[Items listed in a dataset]
********************

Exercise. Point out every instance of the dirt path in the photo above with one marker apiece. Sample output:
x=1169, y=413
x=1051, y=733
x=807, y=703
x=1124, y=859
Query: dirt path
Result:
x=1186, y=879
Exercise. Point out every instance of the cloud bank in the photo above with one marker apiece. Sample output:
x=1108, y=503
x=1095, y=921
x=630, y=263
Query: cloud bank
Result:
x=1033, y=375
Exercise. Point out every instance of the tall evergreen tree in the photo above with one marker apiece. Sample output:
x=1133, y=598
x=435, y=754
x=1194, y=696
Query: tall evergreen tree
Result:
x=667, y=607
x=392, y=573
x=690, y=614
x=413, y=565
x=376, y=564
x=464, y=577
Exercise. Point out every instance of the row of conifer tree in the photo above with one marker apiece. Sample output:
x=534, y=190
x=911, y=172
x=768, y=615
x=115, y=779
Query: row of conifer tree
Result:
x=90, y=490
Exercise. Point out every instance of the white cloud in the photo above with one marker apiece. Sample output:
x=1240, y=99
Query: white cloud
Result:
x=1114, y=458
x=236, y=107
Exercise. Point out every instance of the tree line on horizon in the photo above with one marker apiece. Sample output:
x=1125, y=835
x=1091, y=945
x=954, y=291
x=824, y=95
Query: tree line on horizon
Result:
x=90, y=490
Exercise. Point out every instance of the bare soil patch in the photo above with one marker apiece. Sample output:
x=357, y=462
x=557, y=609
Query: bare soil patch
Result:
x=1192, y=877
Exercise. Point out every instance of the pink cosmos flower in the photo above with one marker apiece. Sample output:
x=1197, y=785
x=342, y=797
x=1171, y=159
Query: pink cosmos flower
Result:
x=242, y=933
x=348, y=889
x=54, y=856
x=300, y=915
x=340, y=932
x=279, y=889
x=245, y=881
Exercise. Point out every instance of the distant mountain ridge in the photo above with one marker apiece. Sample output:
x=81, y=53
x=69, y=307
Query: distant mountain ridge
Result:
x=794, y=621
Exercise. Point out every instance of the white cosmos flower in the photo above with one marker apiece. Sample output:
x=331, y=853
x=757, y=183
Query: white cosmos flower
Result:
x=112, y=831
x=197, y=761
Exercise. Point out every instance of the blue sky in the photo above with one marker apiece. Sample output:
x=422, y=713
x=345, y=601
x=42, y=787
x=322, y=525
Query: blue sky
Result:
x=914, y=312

********************

TASK DETAILS:
Update the records above by replacing every occurrence of "Sample output" with "Example output", and leave all other text unchanged.

ANSWER TO THE PROBLEM:
Exercise. Point out every instance of the dirt path in the photo above with one marker apiece. Example output:
x=1169, y=413
x=1051, y=733
x=807, y=703
x=1124, y=859
Query: dirt path
Result:
x=1186, y=879
Exercise. Point out every instance of the cloud bank in the photo above with one marker apiece. Example output:
x=1108, y=503
x=1095, y=921
x=630, y=263
Query: cloud bank
Result:
x=1033, y=375
Exercise. Point out every instance of the tall evergreen tree in the photo above with one marker apiece. Example output:
x=1133, y=598
x=435, y=754
x=1194, y=696
Query: tall evergreen tree
Result:
x=667, y=607
x=392, y=573
x=690, y=614
x=413, y=565
x=376, y=564
x=464, y=577
Exercise. Point out every instance of the row of conifer tree in the photo above with one marker apiece. Example output:
x=534, y=190
x=911, y=172
x=768, y=615
x=115, y=779
Query: row of conifer tree
Result:
x=90, y=490
Exercise. Point out every instance of the white cloud in the photo above with one marker apiece. Example output:
x=1240, y=99
Query: white cloud
Result:
x=1114, y=458
x=236, y=107
Exercise. Point out every instance of the tree line on horizon in the photo above with one marker apiece. Example output:
x=1125, y=835
x=1091, y=945
x=954, y=291
x=824, y=95
Query: tree line on horizon
Result:
x=90, y=490
Exercise. Point out every instance of the bare soil patch in the photo above with one marker apiece. Example output:
x=357, y=462
x=557, y=609
Query: bare soil patch
Result:
x=1192, y=877
Exercise. Point out every instance of the pink cosmos flower in the photo above with one marker apiece. Example output:
x=1197, y=785
x=342, y=797
x=1171, y=159
Query: pink cosmos flower
Result:
x=242, y=933
x=348, y=889
x=54, y=856
x=300, y=915
x=340, y=932
x=279, y=889
x=245, y=881
Exercise. Point out every instance of the distant mountain ridge in the photo above with one marker apiece. Example output:
x=81, y=53
x=69, y=307
Query: distant mountain ridge
Result:
x=794, y=621
Exercise. Point out every instance of the white cosmos flower in the photo above with one marker apiece. Example output:
x=331, y=853
x=757, y=183
Query: white cosmos flower
Result:
x=112, y=831
x=197, y=761
Exercise. Point out every instance of the blue sky in the photo above with one marker apiece. Example output:
x=422, y=713
x=345, y=601
x=42, y=787
x=322, y=525
Query: blue sky
Result:
x=914, y=312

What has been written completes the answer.